• _TEXTE FOURNI_:
· · ·
À cela, il faut ajouter des universitaires qui réclament ces services pour leurs études doctorales et quelques délégations internationales, notamment de l'Europe.
La demande est en hausse ici aussi de la part de plusieurs organisations. Depuis deux ans, le Bureau d'information touristique de Val-d'Or fait traduire en cri quelques phrases de sa publicité insérée dans la publication crie The Nation, destinée aux communautés du Grand Nord. « Pour nous, cela constitue une marque de reconnaissance envers cette importante clientèle touristique qui représente un visiteur sur trois. C'est aussi une façon de se démarquer des autres régions de la province », indique Nancy Arpin, directrice de Tourisme Val-d'Or.
Transmission par voie orale
Les demandes de traduction ne se limitent pas à des lettres et autres communications d'introduction. « Par exemple, on nous demande de traduire des manuels d'instructions pour de la machinerie. Tout document qui permet au personnel inuit, moins à l'aise avec l'anglais, d'effectuer ses tâches au sein des entreprises », explique Maryse Benhoff. Ces experts en traduction sont une denrée rare, ce qui fait grimper le prix de leurs services. L'Ordre des traducteurs, terminologues et interprètes agréés du Québec (OTTIAQ) explique que ce sont des langues traditionnellement transmises de génération en génération par voie orale. Par conséquent, elles possèdent peu de bagage écrit. « C'est une question d'offre et de demande, avance Réal Paquette, président de l'OTTIAQ. Pendant des années, la demande a été marginale. Aussi, peu de traducteurs ont choisi de se former dans les langues autochtones. En raison de l'explosion de la demande, l'offre s'est donc raréfiée. »
· · ·
• _CONSIGNES À SUIVRE_:
1 - Dressez la liste de toutes les personnes citées entre guillemets dans le texte sur la traduction en langues autochtones.
2 - D'après le texte sur la traduction en langues autochtones, quelle part des visiteurs représente la clientèle touristique du Grand Nord selon Tourisme Val-d'Or ?
3 - Poursuivez le texte sur la traduction en langues autochtones à partir de sa dernière phrase.

• _DONNÉES FOURNIES_:
· · ·
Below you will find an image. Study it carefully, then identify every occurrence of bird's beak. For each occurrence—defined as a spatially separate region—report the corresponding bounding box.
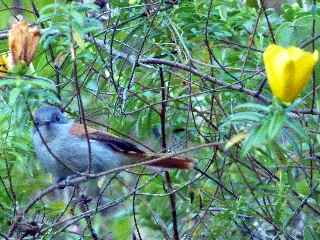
[42,120,51,127]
· · ·
• _RÉPONSES PAR TÂCHE_:
1 -
Nancy Arpin
Maryse Benhoff
Réal Paquette

2 - Un visiteur sur trois.

3 -
« Avec le développement des ressources naturelles, l'aspect commercial devient de plus en plus fort », ajoute la traductrice Maryse Benhoff.
Certes, il s'agit encore d'un marché marginal. La traduction de langues autochtones représente 1 % du volume d'affaires des cabinets. Mais il s'agit d'un marché en réelle progression, insiste Maryse Benhoff, Et les cabinets, dit-elle, auront tout intérêt à développer leur réseau de professionnels en langues autochtones au cours des prochaines années.
Kuie Kuie veut dire « bonjour » en innu montagnais.